TEXTO DE ORIGEM.
▬▬▬▬▬▬▬▬▬▬

Há três anos, o mundo acordava com o regresso da guerra à Europa. Aquilo que parecia irreal e longínquo, é hoje o dia a dia de um país devastado. A Ucrânia, que há anos luta pela sua independência e sonha com a integração na União Europeia, vive dias incertos - tal qual como quando as tropas russas invadiram o território ucraniano a 24 de fevereiro de 2022.
Por forma a entender em que 'ponto' está este conflito, o Notícias ao Minuto falou com Diana Soller, especialista em Relações Internacionais e Ciência Política.
Com a mudança "repentina" e constante do mundo, os cenários são imprevisíveis, mas há coisas que se podem dar por certas, como a Europa ter sido excluída da 'mesa dos crescidos', nomeadamente, na última reunião entre delegações dos Estados Unidos e Rússia. Mas porquê? E o que significa esta exclusão no futuro?
O que os Estados Unidos estão a tentar fazer é um apaziguamento da Rússia, que é uma figura que acontece muito nos momentos de transição de poder, em que a potência de 'status quo' tenta trazer para o seu lado as potências revisionistas, neste caso a Rússia
A Rússia e os Estados Unidos sentaram-se à mesa para discutir a paz no Leste europeu, sem representantes ucranianos ou da União Europeia (UE). Este encontro enfraquece o bloco europeu?
Profundamente! Acho que não há dúvidas nenhumas disso. Enfraqueceram profundamente o bloco europeu não por terem havido as próprias conversações - não me parece dramático que a Rússia tenha sido a primeira a falar com a equipa norte-americana nesta nova tentativa de impor a paz da parte de Donald Trump -, mas sim pelos resultados dessa conversa. Os resultados, juntamente com a forma como os oficiais americanos se dirigiram à Europa - quer Pete Hegseth na NATO, quer JD Vance na Conferência de Munique, e depois até Keith Kellogg dizendo que a Europa não fará parte das conversações.

▬▬▬▬▬▬▬▬▬▬

(Excertos de dados de rotulagem de localização)
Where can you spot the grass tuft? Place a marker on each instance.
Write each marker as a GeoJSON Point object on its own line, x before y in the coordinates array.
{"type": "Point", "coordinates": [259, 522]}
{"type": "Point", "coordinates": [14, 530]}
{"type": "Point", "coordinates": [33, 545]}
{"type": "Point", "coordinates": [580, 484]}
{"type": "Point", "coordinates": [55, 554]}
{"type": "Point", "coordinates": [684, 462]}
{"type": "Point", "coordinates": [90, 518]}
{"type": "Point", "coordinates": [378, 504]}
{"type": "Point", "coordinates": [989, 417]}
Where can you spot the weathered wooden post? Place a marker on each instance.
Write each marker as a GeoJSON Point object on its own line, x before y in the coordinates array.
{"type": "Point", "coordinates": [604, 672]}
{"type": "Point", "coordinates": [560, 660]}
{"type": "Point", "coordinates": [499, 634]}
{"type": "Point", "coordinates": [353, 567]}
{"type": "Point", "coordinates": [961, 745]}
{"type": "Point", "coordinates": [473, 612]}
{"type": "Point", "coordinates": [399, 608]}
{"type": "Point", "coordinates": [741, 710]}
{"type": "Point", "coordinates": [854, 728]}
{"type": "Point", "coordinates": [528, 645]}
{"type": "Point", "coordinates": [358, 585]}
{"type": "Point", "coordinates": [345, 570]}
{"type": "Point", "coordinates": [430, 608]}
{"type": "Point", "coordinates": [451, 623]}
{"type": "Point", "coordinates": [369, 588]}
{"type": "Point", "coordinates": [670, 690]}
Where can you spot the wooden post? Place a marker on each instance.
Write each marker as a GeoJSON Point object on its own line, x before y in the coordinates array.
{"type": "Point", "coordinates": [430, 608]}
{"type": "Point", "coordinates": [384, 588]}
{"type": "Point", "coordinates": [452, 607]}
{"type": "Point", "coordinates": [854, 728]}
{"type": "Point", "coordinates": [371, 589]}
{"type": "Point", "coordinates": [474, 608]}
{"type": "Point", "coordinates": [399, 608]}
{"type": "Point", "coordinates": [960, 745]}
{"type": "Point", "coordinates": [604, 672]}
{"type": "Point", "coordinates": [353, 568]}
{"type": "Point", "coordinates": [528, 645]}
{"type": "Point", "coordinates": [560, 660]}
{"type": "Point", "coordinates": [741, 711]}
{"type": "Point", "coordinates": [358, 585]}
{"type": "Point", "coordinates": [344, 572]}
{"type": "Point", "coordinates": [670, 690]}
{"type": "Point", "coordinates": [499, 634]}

▬▬▬▬▬▬▬▬▬▬

CONJUNTO DE TAREFAS.
- 1) Transcreve do texto sobre a guerra na Ucrânia o trecho que começa em "Há três anos, o" e acaba em "e Ciência Política.".
- 2) Indica todas as pessoas mencionadas pelo nome no texto sobre a guerra na Ucrânia.
As linhas são material à parte, sem ligação ao texto.

RESPOSTAS POR TAREFA.
- 1)
Há três anos, o mundo acordava com o regresso da guerra à Europa. Aquilo que parecia irreal e longínquo, é hoje o dia a dia de um país devastado. A Ucrânia, que há anos luta pela sua independência e sonha com a integração na União Europeia, vive dias incertos - tal qual como quando as tropas russas invadiram o território ucraniano a 24 de fevereiro de 2022.
Por forma a entender em que 'ponto' está este conflito, o Notícias ao Minuto falou com Diana Soller, especialista em Relações Internacionais e Ciência Política.

- 2) Diana Soller, Donald Trump, Pete Hegseth, JD Vance, Keith Kellogg